BEGIN
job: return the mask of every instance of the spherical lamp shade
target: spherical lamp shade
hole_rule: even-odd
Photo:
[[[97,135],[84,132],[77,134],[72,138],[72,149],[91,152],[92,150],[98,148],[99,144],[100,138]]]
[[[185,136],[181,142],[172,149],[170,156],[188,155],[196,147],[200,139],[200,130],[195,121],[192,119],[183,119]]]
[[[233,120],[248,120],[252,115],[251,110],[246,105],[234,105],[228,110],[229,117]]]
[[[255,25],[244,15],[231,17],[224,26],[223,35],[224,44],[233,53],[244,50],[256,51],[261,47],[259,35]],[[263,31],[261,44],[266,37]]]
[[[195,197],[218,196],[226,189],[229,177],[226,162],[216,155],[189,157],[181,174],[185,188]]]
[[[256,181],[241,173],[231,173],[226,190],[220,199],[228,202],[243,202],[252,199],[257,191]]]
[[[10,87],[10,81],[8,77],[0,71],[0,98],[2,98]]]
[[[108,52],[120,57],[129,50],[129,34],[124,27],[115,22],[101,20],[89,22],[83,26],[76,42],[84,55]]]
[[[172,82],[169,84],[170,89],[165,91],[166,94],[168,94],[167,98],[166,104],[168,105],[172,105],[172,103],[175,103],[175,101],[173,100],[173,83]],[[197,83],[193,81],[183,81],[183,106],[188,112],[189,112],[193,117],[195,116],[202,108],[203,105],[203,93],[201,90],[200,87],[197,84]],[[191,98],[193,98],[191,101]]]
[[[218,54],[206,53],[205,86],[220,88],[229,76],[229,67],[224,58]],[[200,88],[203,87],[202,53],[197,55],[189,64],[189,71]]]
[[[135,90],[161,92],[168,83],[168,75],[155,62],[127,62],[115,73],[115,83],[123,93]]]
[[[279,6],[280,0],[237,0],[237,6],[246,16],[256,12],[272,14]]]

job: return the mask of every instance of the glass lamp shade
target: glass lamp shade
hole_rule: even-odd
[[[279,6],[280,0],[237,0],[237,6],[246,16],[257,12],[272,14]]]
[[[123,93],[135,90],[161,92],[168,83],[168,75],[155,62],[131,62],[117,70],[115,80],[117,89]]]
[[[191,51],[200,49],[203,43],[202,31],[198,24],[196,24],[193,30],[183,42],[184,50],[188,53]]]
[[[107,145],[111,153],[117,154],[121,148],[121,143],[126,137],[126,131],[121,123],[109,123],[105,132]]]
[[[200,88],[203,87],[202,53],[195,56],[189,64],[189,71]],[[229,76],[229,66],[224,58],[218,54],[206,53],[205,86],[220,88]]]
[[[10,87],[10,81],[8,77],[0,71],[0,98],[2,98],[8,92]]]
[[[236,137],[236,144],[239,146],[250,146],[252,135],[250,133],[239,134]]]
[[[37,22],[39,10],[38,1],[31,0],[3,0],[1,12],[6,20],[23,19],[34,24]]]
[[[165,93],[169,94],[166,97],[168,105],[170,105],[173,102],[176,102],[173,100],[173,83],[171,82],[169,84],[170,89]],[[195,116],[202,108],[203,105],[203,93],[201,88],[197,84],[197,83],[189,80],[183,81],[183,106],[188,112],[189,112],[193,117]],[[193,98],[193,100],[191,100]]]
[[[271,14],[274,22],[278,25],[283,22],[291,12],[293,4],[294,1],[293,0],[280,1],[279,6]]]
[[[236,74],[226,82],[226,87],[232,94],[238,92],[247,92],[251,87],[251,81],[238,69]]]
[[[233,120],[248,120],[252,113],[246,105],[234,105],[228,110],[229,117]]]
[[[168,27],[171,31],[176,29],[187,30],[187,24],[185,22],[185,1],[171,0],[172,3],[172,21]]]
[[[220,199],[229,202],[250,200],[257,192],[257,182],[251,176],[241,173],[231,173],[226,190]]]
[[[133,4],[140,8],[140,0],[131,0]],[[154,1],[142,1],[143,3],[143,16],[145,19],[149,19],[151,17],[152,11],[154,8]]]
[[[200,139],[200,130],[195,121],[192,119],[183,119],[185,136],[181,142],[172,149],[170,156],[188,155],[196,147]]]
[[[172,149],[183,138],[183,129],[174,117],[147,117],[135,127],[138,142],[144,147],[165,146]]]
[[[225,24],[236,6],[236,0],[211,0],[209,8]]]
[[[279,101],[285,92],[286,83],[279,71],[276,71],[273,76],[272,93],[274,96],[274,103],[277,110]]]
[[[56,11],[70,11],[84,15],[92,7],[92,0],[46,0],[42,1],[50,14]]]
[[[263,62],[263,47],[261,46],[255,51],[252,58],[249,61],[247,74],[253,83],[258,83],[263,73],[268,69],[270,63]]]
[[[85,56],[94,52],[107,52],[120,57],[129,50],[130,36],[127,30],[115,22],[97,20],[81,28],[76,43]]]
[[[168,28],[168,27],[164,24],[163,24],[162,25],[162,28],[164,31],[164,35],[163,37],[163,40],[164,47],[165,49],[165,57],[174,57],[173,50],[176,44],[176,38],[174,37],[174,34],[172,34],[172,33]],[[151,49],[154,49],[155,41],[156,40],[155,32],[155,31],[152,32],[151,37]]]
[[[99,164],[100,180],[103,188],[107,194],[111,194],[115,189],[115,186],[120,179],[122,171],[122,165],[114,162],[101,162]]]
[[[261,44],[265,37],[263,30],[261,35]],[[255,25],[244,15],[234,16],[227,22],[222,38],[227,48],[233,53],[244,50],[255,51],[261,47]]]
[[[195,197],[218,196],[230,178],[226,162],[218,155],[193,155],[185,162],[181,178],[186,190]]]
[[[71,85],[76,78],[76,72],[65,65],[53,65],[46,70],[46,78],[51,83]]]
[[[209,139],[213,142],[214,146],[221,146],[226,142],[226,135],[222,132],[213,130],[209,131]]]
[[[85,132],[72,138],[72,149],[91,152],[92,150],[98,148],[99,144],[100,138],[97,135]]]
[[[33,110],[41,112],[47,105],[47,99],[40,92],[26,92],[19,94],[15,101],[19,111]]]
END
→ Directions:
Rewrite all of the entries above as a numbered list, leaving out any blank lines.

→ Task result:
1. job: return the mask of every instance of the spherical lamp shade
2. target: spherical lamp shade
3. hole_rule: even-odd
4. Photo:
5. [[[97,135],[84,132],[77,134],[72,138],[72,149],[91,152],[92,150],[98,148],[99,144],[100,138]]]
6. [[[185,136],[181,142],[172,149],[170,156],[188,155],[196,147],[200,139],[200,130],[195,121],[192,119],[183,119]]]
7. [[[233,120],[248,120],[252,115],[251,110],[246,105],[234,105],[228,110],[229,117]]]
8. [[[255,25],[244,15],[231,17],[224,26],[223,35],[224,44],[233,53],[244,50],[256,51],[261,47],[259,35]],[[263,31],[261,44],[266,37]]]
9. [[[195,197],[218,196],[226,189],[229,177],[226,162],[216,155],[189,157],[181,174],[185,188]]]
10. [[[256,181],[241,173],[231,173],[226,190],[220,199],[228,202],[243,202],[252,199],[257,191]]]
11. [[[10,87],[10,81],[8,77],[0,71],[0,98],[2,98]]]
12. [[[108,52],[120,57],[129,50],[129,34],[124,27],[115,22],[101,20],[89,22],[83,26],[76,42],[84,55]]]
13. [[[172,82],[169,84],[170,89],[165,91],[166,94],[168,94],[167,98],[166,104],[168,105],[172,105],[172,103],[175,103],[175,101],[173,100],[173,83]],[[197,83],[193,81],[183,81],[183,106],[188,112],[189,112],[193,117],[195,116],[202,108],[203,105],[203,93],[201,90],[200,87],[197,84]],[[191,98],[193,98],[191,101]]]
14. [[[218,54],[206,53],[205,86],[220,88],[229,76],[229,67],[224,58]],[[200,88],[203,87],[202,53],[197,55],[189,64],[189,71]]]
15. [[[135,90],[161,92],[168,83],[168,75],[155,62],[127,62],[115,73],[115,83],[123,93]]]
16. [[[279,6],[280,0],[237,0],[237,6],[246,16],[256,12],[272,14]]]
17. job: return the mask of every instance of the glass lamp shade
18. target: glass lamp shade
19. hole_rule: even-odd
20. [[[279,6],[280,0],[237,0],[237,6],[246,16],[257,12],[272,14]]]
21. [[[123,93],[135,90],[161,92],[168,83],[168,75],[155,62],[131,62],[117,70],[115,80],[117,89]]]
22. [[[191,51],[200,49],[203,43],[202,31],[198,24],[196,24],[193,30],[183,42],[184,50],[188,53]]]
23. [[[107,145],[111,153],[117,154],[121,148],[121,143],[126,137],[126,131],[121,123],[109,123],[105,132]]]
24. [[[200,88],[203,87],[202,53],[195,56],[189,64],[189,71]],[[229,76],[229,66],[224,58],[218,54],[206,53],[205,86],[220,88]]]
25. [[[10,87],[10,81],[8,77],[0,71],[0,98],[2,98],[8,92]]]
26. [[[236,137],[236,144],[239,146],[250,146],[252,135],[250,133],[239,134]]]
27. [[[37,22],[39,10],[38,1],[31,0],[3,0],[1,12],[6,20],[23,19],[34,24]]]
28. [[[165,93],[169,94],[166,97],[168,105],[170,105],[173,102],[176,102],[173,100],[173,83],[171,82],[169,84],[170,89]],[[195,116],[202,108],[203,105],[203,93],[201,88],[197,84],[197,83],[189,80],[183,81],[183,106],[188,112],[189,112],[193,117]],[[193,98],[193,100],[191,100]]]
29. [[[271,14],[274,22],[278,25],[283,22],[291,12],[293,4],[294,1],[293,0],[280,1],[279,6]]]
30. [[[236,74],[226,82],[226,87],[232,94],[238,92],[247,92],[251,87],[251,81],[238,69]]]
31. [[[233,120],[248,120],[252,113],[246,105],[234,105],[228,110],[229,117]]]
32. [[[168,27],[171,31],[176,29],[187,30],[187,24],[185,22],[185,1],[171,0],[172,3],[172,21]]]
33. [[[220,199],[229,202],[250,200],[257,192],[257,182],[251,176],[241,173],[231,173],[226,190]]]
34. [[[133,4],[140,8],[140,0],[131,0]],[[154,1],[142,1],[143,3],[143,16],[145,19],[149,19],[151,17],[152,11],[154,8]]]
35. [[[200,139],[200,130],[195,121],[192,119],[183,119],[185,136],[181,142],[172,149],[170,156],[188,155],[196,147]]]
36. [[[172,149],[183,138],[183,129],[174,117],[147,117],[135,127],[138,142],[144,147],[165,146]]]
37. [[[225,24],[236,6],[236,0],[211,0],[209,8]]]
38. [[[279,101],[285,92],[286,83],[279,71],[276,71],[273,76],[272,93],[274,96],[274,103],[277,110]]]
39. [[[56,11],[70,11],[84,15],[92,7],[92,0],[46,0],[42,1],[50,14]]]
40. [[[263,62],[263,47],[261,46],[255,51],[252,58],[249,61],[247,74],[253,83],[258,83],[263,73],[268,69],[270,63]]]
41. [[[85,56],[94,52],[107,52],[120,57],[129,50],[130,36],[127,30],[115,22],[97,20],[81,28],[76,43]]]
42. [[[168,28],[168,27],[164,24],[163,24],[162,25],[162,28],[164,31],[164,35],[163,37],[163,40],[164,47],[165,49],[165,57],[174,57],[173,50],[176,44],[176,38],[174,37],[174,34],[172,34],[172,33]],[[151,49],[154,49],[155,41],[156,40],[155,32],[155,31],[152,32],[151,37]]]
43. [[[99,164],[100,180],[103,188],[107,194],[111,194],[115,189],[115,186],[120,179],[122,171],[122,165],[114,162],[101,162]]]
44. [[[261,44],[265,37],[263,30],[261,35]],[[255,25],[244,15],[234,16],[227,22],[222,38],[227,48],[233,53],[244,50],[255,51],[261,47]]]
45. [[[195,197],[218,196],[230,178],[226,162],[218,155],[193,155],[185,162],[181,178],[186,190]]]
46. [[[71,85],[76,78],[76,72],[65,65],[53,65],[46,70],[46,78],[51,83]]]
47. [[[209,139],[213,142],[214,146],[221,146],[226,142],[226,135],[222,132],[213,130],[209,131]]]
48. [[[85,132],[72,138],[72,149],[91,152],[92,150],[98,148],[99,144],[100,138],[97,135]]]
49. [[[33,110],[41,112],[47,105],[47,99],[40,92],[26,92],[19,94],[15,101],[19,111]]]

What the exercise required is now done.